▶ **TO DO**: The answer should hold only the line with "box: [291, 148, 307, 155]" and each line after it through the last line of the material, exactly.

▶ **EXERCISE INPUT**:
^^^^
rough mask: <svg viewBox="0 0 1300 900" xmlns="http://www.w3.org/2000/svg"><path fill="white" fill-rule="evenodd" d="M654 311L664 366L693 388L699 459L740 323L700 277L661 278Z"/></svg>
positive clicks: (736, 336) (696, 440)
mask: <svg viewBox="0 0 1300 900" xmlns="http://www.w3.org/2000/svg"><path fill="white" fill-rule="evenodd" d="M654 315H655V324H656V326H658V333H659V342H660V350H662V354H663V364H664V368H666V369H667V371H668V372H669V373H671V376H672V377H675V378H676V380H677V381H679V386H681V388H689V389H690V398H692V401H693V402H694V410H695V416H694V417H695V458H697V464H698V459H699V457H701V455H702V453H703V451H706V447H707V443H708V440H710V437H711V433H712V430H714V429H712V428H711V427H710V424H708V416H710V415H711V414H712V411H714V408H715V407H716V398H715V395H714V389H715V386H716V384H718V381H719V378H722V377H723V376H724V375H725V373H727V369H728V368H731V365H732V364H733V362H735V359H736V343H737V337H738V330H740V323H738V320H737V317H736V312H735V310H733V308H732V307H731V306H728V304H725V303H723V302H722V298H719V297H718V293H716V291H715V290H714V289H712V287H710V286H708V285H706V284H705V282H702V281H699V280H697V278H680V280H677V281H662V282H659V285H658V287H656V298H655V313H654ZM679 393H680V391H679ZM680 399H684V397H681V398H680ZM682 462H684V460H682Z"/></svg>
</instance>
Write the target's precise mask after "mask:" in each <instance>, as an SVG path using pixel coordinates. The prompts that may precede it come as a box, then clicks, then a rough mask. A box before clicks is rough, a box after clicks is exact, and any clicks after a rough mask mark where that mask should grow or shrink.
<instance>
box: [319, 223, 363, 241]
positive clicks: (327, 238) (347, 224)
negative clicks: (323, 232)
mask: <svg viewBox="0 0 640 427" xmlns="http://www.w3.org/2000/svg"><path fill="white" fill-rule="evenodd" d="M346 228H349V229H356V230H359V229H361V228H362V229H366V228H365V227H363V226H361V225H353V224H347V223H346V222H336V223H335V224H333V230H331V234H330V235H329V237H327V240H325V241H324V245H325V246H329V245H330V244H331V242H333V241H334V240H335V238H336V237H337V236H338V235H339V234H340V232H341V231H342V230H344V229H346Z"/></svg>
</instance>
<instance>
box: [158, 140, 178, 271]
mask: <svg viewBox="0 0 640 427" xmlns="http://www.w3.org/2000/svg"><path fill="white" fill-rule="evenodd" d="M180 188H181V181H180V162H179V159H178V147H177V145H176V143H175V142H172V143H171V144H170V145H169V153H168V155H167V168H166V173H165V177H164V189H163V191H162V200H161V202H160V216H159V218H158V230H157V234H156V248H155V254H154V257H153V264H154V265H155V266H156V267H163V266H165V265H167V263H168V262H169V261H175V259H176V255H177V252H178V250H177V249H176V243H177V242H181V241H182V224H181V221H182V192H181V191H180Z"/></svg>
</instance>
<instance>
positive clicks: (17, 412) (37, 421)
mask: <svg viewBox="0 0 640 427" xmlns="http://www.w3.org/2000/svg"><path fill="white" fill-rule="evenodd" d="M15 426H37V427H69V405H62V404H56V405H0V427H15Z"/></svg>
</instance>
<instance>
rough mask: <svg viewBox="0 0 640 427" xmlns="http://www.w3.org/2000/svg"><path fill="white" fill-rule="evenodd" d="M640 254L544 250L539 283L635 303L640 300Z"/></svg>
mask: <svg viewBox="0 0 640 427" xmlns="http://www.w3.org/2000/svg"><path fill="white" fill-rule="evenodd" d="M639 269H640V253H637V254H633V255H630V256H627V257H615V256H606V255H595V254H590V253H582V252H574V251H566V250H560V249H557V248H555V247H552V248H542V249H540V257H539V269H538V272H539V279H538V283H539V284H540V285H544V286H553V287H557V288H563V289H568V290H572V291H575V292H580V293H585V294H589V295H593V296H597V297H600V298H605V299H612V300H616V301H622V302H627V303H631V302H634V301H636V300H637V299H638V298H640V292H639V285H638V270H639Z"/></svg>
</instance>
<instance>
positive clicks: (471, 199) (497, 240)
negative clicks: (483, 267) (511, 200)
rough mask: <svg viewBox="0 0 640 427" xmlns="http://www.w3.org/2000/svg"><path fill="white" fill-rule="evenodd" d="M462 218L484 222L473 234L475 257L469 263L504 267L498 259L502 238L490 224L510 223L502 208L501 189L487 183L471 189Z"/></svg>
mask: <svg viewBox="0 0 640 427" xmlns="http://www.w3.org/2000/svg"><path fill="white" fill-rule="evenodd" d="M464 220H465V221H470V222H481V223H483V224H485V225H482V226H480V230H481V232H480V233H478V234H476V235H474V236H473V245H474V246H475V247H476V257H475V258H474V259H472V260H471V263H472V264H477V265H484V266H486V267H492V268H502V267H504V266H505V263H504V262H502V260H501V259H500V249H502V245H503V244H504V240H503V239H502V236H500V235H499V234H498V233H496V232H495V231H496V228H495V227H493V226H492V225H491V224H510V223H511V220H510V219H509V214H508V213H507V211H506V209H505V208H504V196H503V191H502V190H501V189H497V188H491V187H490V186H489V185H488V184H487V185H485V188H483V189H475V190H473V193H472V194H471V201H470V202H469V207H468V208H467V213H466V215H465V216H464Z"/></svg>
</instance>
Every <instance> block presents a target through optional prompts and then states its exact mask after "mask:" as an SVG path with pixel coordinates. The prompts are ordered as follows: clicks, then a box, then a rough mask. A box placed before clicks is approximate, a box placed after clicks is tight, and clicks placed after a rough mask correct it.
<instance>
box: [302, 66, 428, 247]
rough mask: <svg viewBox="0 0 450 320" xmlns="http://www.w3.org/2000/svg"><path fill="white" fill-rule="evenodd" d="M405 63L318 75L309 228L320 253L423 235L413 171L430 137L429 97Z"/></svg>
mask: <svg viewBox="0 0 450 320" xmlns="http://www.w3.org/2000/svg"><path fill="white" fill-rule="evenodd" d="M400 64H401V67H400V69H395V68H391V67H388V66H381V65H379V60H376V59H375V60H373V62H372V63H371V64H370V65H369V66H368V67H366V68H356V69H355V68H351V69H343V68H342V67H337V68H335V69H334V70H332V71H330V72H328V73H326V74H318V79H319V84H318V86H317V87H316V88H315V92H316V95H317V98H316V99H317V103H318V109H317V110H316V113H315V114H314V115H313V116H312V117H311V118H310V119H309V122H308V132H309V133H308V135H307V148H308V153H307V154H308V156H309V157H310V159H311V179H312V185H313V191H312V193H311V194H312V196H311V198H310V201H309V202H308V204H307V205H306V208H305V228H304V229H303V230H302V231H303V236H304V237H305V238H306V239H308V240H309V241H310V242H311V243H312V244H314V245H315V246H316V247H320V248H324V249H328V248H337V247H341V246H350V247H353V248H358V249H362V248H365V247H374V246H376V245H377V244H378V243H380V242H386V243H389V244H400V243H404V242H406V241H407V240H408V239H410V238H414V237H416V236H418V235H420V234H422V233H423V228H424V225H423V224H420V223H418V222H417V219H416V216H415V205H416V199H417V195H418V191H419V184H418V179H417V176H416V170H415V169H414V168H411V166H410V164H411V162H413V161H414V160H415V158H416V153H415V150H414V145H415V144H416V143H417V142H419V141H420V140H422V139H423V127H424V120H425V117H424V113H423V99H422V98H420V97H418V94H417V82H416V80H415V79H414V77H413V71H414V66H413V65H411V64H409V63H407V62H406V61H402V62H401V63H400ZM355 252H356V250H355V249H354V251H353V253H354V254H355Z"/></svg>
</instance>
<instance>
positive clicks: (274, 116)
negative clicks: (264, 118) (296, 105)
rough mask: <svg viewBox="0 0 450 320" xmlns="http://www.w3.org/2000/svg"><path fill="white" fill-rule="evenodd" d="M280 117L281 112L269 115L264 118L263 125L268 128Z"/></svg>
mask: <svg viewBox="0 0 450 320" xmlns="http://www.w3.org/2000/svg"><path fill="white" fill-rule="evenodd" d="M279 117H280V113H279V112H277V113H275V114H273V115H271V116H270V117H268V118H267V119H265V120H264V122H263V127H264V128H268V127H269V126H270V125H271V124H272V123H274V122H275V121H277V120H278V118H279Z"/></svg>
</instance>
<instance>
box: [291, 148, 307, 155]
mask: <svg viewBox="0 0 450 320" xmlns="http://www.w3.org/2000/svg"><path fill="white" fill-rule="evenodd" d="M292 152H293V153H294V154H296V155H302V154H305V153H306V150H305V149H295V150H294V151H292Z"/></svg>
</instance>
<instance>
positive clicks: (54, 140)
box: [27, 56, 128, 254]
^^^^
▶ **EXPECTED ANSWER**:
box: [291, 148, 307, 155]
mask: <svg viewBox="0 0 450 320" xmlns="http://www.w3.org/2000/svg"><path fill="white" fill-rule="evenodd" d="M292 152H293V153H294V154H296V155H302V154H305V153H306V150H305V149H295V150H294V151H292Z"/></svg>
</instance>
<instance>
positive clicks: (54, 140)
box: [27, 56, 128, 254]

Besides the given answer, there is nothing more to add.